Dataset entries

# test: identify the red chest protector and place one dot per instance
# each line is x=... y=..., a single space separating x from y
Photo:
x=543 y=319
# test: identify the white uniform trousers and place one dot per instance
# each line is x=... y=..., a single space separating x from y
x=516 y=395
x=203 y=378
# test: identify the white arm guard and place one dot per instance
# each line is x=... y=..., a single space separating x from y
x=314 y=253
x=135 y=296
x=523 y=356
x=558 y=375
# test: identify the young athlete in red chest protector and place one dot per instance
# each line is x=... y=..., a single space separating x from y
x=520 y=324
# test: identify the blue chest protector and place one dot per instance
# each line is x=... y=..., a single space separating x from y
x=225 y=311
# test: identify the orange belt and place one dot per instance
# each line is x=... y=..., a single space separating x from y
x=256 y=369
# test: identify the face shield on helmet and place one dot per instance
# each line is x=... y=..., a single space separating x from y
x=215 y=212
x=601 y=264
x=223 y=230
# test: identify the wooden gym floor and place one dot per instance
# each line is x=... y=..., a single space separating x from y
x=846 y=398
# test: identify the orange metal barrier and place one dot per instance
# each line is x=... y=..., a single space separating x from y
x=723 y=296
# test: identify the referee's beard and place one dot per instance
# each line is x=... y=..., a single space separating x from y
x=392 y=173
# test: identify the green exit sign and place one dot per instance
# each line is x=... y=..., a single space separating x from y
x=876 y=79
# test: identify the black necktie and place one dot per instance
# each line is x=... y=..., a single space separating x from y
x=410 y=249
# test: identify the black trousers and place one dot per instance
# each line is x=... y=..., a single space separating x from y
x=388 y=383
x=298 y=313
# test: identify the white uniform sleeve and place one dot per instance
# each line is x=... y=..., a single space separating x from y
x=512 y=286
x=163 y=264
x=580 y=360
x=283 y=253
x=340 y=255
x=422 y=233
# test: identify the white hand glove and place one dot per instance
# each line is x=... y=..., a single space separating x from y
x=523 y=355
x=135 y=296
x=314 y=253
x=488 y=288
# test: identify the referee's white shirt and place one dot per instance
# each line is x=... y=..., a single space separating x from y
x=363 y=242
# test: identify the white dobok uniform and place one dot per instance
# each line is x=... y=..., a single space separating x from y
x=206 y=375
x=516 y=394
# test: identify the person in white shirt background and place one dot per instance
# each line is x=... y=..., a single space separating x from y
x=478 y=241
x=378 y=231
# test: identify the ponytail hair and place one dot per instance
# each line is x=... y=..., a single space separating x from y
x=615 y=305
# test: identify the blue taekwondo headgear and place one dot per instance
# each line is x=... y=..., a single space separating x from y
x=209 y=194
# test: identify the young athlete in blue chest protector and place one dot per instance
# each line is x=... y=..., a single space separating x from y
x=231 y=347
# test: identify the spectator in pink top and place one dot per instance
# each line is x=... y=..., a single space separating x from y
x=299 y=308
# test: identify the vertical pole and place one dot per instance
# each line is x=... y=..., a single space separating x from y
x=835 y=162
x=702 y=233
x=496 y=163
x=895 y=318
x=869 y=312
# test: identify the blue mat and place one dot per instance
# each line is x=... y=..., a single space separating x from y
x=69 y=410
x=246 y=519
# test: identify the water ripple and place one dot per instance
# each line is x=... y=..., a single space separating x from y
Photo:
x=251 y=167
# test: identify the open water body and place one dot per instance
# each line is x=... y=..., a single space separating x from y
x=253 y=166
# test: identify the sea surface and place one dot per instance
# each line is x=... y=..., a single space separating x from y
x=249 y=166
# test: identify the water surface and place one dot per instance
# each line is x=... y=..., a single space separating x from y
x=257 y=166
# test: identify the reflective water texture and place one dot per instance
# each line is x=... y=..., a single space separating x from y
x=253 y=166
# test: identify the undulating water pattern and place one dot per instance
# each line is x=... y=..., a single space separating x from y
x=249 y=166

** WHAT IS NEEDED **
Each of the records should be written out precisely as given.

** SOLVED EXERCISE **
# test: identify the red chest protector and place one dot per instance
# each line is x=... y=..., a single space separating x from y
Photo:
x=543 y=319
# test: identify the white uniform trousers and place one dot per instance
# each line is x=... y=..., a single space separating x from y
x=516 y=395
x=203 y=378
# test: identify the white arm guard and place one dot per instance
# each line is x=... y=..., a single space separating x from y
x=314 y=253
x=135 y=296
x=523 y=356
x=558 y=375
# test: identify the young athlete in red chest protector and place one dot per instance
# each line is x=... y=..., a single space separating x from y
x=520 y=324
# test: identify the blue chest protector and place one dot per instance
# each line is x=... y=..., a single space separating x from y
x=225 y=311
# test: identify the orange belt and place one dot per instance
# each line is x=... y=..., a single space separating x from y
x=256 y=369
# test: identify the face shield on helmet and place one dot per instance
# each line is x=... y=..., a single space separating x from y
x=215 y=212
x=601 y=264
x=223 y=230
# test: identify the wooden gym floor and place one dot per instance
# each line is x=... y=..., a single space separating x from y
x=846 y=398
# test: identify the orange metal barrier and place one dot per instance
# each line is x=... y=..., a single space separating x from y
x=723 y=296
# test: identify the referee's beard and place one dot per instance
# each line is x=... y=..., a single space separating x from y
x=392 y=173
# test: identify the green exit sign and place one dot per instance
# each line is x=... y=..., a single space separating x from y
x=876 y=79
# test: identify the black necktie and place one dot per instance
# each line is x=... y=..., a single space separating x from y
x=410 y=249
# test: identify the black trousers and place one dot per instance
# each line is x=... y=..., a single space separating x from y
x=388 y=383
x=298 y=313
# test: identify the white uniform sleeve and place one dot per instance
# each line is x=... y=..., a single space separating x from y
x=512 y=286
x=163 y=264
x=580 y=360
x=283 y=253
x=340 y=255
x=422 y=233
# test: identify the white hand glove and place one dot per instance
# each line is x=... y=..., a single space separating x from y
x=523 y=355
x=135 y=296
x=314 y=253
x=488 y=288
# test: identify the referee's white shirt and place one dot per instance
# each line is x=... y=..., a single space separating x from y
x=363 y=242
# test: identify the white dobok uniform and place one dot per instance
# each line is x=... y=..., a single space separating x from y
x=206 y=375
x=516 y=394
# test: identify the person in white shirt background and place one dot per instance
# each line is x=... y=..., a single space separating x from y
x=478 y=241
x=378 y=231
# test: identify the ponytail hair and place one dot per instance
# each line is x=... y=..., a single space separating x from y
x=615 y=305
# test: identify the blue taekwondo headgear and place one dot per instance
# each line is x=... y=..., a single space separating x from y
x=209 y=194
# test: identify the young athlete in blue chest protector and place one dot per instance
# each line is x=... y=..., a single space separating x from y
x=231 y=347
# test: identify the spectator in pink top and place one dot per instance
# each line is x=... y=..., a single space separating x from y
x=299 y=308
# test: identify the vertical pole and place one dot per instance
# each line is x=... y=..., a single space separating x from y
x=835 y=162
x=702 y=233
x=496 y=163
x=895 y=318
x=869 y=312
# test: identify the blue mat and place one dot per instance
# each line is x=... y=..., a single space separating x from y
x=69 y=410
x=246 y=519
# test: identify the water ripple and place one dot per instance
# each line is x=... y=..., a single space separating x from y
Photo:
x=251 y=167
# test: identify the open water body and place one dot per instance
# each line is x=... y=..., a single space separating x from y
x=253 y=166
# test: identify the sea surface and place one dot per instance
# each line is x=... y=..., a single space separating x from y
x=249 y=166
# test: identify the water surface and place one dot per instance
# each line is x=... y=..., a single space separating x from y
x=257 y=166
# test: identify the reflective water texture and place one dot per instance
# each line is x=... y=..., a single space separating x from y
x=253 y=166
# test: identify the undulating water pattern and place one dot per instance
# each line is x=... y=..., a single space separating x from y
x=249 y=166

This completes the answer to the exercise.